Top of Data shown

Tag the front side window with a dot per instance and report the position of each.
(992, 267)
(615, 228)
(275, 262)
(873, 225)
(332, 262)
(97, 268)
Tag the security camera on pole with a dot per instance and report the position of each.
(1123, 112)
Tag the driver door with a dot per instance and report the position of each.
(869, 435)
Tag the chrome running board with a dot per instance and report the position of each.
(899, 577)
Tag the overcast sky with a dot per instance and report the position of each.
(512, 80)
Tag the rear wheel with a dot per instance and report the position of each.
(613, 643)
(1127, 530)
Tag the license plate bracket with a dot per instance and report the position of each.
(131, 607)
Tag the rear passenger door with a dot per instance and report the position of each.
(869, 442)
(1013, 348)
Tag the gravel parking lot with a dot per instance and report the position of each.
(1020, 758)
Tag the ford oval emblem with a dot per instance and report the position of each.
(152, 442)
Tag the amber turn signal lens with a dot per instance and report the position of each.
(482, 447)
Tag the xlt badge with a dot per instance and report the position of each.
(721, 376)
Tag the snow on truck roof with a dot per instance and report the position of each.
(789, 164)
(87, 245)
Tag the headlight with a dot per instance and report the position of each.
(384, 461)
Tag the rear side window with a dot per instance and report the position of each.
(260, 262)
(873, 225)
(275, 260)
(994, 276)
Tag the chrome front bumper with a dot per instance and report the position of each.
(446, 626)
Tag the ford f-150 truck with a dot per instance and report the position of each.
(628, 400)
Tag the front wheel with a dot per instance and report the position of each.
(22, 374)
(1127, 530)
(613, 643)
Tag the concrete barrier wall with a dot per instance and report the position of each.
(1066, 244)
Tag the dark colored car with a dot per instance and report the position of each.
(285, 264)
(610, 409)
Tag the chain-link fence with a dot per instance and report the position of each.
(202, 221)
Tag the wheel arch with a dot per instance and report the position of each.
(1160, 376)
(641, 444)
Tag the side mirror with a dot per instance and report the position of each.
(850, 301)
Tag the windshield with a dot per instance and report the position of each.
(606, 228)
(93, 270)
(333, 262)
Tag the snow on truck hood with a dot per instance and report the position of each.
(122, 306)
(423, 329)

Bottom of Data shown

What is expected:
Reproduce, word for word, all of the entries above.

Answer space:
Tag the front side window with a dot per instance and report the position of each.
(992, 267)
(615, 228)
(275, 262)
(873, 225)
(332, 262)
(97, 268)
Tag the security camera on pole with a dot per instance and report the position of each.
(1123, 112)
Tag the driver door with a dot per instance and report the position of each.
(869, 435)
Tag the chrome running board with a dot per instance and report the position of each.
(899, 577)
Tag the overcast sky with a dot per instance and report the position of each.
(512, 80)
Tag the rear wheel with a dot per instance and report the position of each.
(613, 643)
(1127, 530)
Tag the license plate bracket with a dot per instance and report the position of each.
(131, 607)
Tag the rear passenger door with a dot per instance and report the position of each.
(869, 442)
(1013, 348)
Tag the gravel parking lot with a dot per instance and report the position of each.
(1020, 758)
Tag the ford oval emblem with a dot per instance and report the position of each.
(152, 442)
Tag the amber turn signal lens with a dot per instance and report the position of each.
(482, 447)
Tag the xlt badge with a dot per instance and report the position of each.
(721, 376)
Tag the snow on truck roof with a dot per instance and report the position of each.
(789, 164)
(87, 245)
Tag the headlight with a dot per instance and report the position of each.
(384, 461)
Tag the rear side window with a dot per instance and report the position of each.
(260, 262)
(873, 225)
(275, 260)
(994, 276)
Tag the chrome front bumper with a dot per instance and report the position of each.
(446, 626)
Tag the ford f-150 truck with a dot per instance and report the position of each.
(628, 400)
Tag the front wheel with a dot per instance and report the position of each.
(22, 374)
(1127, 530)
(613, 643)
Tag the concrete barrier wall with a dot per instance and report the position of each.
(1066, 244)
Tag the dark colored car with a dot per instance and report the position of each.
(285, 264)
(610, 409)
Tag the chain-link fence with a dot per instance and report the position of each.
(202, 221)
Tag the wheel arch with a dot per instance and report the position of each.
(1160, 376)
(641, 444)
Tag the side mirror with a dot per instance and report the position of each.
(850, 301)
Tag the windshield with a dot per instance and report the position of each.
(606, 228)
(93, 270)
(333, 262)
Tag the snow on truck hood with a dot per instance and report the position of each.
(122, 306)
(423, 329)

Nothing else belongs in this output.